## Problem:
Find and copy each line of the data that includes "pavilion".

[Text-to-region grounding data]
++++++++

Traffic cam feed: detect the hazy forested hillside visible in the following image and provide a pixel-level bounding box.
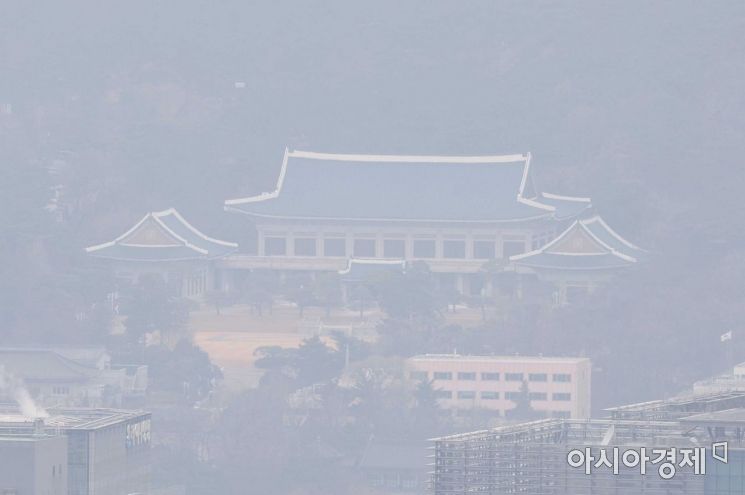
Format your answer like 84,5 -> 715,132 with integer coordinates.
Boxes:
2,1 -> 745,404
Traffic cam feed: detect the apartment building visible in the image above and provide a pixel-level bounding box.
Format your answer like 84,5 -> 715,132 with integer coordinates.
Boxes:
406,354 -> 591,419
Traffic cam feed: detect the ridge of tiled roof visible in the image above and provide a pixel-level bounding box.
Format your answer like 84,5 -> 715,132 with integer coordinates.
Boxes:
225,149 -> 579,223
511,215 -> 643,270
85,208 -> 237,262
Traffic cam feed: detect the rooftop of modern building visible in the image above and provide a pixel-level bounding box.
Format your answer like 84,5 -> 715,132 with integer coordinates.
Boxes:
408,353 -> 590,365
432,392 -> 745,447
430,417 -> 689,445
225,149 -> 592,224
0,434 -> 61,442
679,407 -> 745,426
0,406 -> 149,431
604,391 -> 745,421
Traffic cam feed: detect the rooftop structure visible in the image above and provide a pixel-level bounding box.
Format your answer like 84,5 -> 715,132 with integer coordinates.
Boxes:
511,215 -> 644,271
0,407 -> 148,431
0,348 -> 147,408
0,407 -> 151,495
410,354 -> 590,365
225,150 -> 590,223
85,208 -> 237,299
0,349 -> 98,383
604,391 -> 745,421
511,215 -> 644,304
430,392 -> 745,494
86,208 -> 237,262
693,362 -> 745,396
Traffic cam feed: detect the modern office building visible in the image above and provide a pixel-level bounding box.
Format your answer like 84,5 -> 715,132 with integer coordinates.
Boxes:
0,432 -> 68,495
430,391 -> 745,494
0,408 -> 151,495
406,354 -> 591,419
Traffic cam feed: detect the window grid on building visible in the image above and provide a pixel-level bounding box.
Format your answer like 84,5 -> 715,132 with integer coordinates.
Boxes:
529,373 -> 548,382
553,393 -> 572,401
505,373 -> 524,382
553,373 -> 572,382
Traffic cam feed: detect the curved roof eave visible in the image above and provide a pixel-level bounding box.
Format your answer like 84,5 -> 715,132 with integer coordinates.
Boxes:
223,205 -> 555,224
85,208 -> 237,260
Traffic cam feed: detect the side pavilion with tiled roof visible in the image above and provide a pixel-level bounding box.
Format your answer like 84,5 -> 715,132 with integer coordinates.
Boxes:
222,149 -> 593,297
85,208 -> 237,298
511,215 -> 645,304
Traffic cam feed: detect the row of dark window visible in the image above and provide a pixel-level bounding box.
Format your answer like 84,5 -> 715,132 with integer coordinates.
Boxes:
413,371 -> 572,383
435,390 -> 572,401
264,237 -> 526,259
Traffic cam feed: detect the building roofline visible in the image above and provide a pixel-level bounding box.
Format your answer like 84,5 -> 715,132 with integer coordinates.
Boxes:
0,407 -> 151,430
85,208 -> 236,256
408,353 -> 590,363
288,149 -> 531,164
153,208 -> 238,248
510,217 -> 638,264
85,212 -> 154,253
224,148 -> 551,214
223,206 -> 554,224
541,192 -> 592,203
582,215 -> 644,252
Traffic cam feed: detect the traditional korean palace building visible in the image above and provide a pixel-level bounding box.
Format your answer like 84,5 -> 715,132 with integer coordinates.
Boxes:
86,149 -> 643,302
85,208 -> 237,298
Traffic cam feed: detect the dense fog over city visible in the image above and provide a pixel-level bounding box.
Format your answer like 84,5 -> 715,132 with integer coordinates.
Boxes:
2,2 -> 745,494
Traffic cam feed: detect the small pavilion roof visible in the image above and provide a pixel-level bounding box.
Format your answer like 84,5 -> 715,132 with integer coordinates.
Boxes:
85,208 -> 237,262
225,149 -> 589,223
510,215 -> 643,270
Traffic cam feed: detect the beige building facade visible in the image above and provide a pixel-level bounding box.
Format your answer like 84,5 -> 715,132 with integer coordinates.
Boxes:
406,354 -> 591,419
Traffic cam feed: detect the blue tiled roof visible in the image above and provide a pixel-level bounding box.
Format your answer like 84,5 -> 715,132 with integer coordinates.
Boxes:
226,150 -> 561,222
581,216 -> 643,254
85,209 -> 237,262
511,216 -> 643,271
538,193 -> 593,220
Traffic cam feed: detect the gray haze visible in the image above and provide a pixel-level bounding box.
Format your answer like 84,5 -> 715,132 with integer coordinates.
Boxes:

++++++++

## Your solution:
Traffic cam feed: detect the side pavilion with tiled roof visible in the image above and provide a pixel-level bounding box.
Traffic cam feed: detect the small pavilion roof visible in the image above and provide a pixel-level bounding box.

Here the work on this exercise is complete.